Record set:

########

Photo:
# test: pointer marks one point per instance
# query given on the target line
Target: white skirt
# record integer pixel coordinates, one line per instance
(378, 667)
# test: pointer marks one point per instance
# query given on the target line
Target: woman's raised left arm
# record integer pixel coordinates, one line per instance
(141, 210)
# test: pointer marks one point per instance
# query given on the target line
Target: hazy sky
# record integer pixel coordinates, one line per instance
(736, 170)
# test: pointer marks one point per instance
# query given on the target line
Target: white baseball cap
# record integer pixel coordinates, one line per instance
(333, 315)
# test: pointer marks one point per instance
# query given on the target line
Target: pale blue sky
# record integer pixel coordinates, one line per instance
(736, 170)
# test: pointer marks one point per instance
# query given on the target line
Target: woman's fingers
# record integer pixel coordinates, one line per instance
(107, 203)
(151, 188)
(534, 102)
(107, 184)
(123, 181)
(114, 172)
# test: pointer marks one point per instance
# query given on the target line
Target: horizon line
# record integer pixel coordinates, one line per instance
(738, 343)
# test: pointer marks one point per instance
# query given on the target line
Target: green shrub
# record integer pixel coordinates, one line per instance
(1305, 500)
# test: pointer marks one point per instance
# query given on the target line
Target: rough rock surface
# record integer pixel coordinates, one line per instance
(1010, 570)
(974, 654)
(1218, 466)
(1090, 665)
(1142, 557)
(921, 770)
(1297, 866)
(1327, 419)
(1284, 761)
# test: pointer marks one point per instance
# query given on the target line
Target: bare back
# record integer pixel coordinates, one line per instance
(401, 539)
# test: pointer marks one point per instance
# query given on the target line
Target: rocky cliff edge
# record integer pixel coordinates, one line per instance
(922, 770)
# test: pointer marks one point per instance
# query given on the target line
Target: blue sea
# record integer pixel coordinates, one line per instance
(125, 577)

########

Task item: Set down the full listing. Keep every line exact.

Solution to this exercise:
Photo:
# test: pointer marks one point per instance
# query given on the target line
Target: white skirt
# record integer pixel coordinates, one line per instance
(378, 667)
# test: pointer marks one point per instance
# query given on the target line
Target: woman's raised left arm
# record integer pixel coordinates, one line per instance
(141, 210)
# test: pointer marks one point per instance
# query given on the target line
Target: hazy sky
# record integer pixel coordinates, one line per instance
(736, 170)
# test: pointer marks one point per instance
# query given on the target line
Target: white baseball cap
# record integer pixel coordinates, one line per instance
(333, 315)
# test: pointer marks one point per instance
# query given on the target line
Target: pale blue sky
# record integer pixel coordinates, one line per instance
(736, 170)
# test: pointer marks one point per instance
# query given on the target line
Target: woman's fingers
# record integer pixel coordinates, one line per instance
(107, 203)
(151, 188)
(534, 102)
(107, 184)
(123, 181)
(114, 172)
# test: pointer marks one point per instance
# query given on the target line
Target: horizon line
# record integer pixel coordinates, one line per instance
(738, 343)
# test: pointer marks one point per instance
# query given on the target line
Target: green shrub
# record integer pixel coordinates, one line per instance
(1305, 500)
# test: pointer marks one point per instance
# query given on the target line
Target: rough rock surface
# record integer pixel coordinates, one line per instance
(1010, 570)
(974, 654)
(1218, 466)
(1090, 665)
(1142, 557)
(921, 770)
(1297, 866)
(1327, 419)
(1284, 761)
# test: pointer marks one point per instance
# query given on the target line
Target: bare back
# record integer pixel coordinates, one line per instance
(401, 539)
# test: pointer marks one point per instance
# query given on the target line
Target: rocky cliff edge
# record integer pixel coordinates, one line per instance
(922, 770)
# test: pointer marks one point per instance
# query given on the target line
Target: blue sea
# record integer pixel coordinates, one line per instance
(125, 577)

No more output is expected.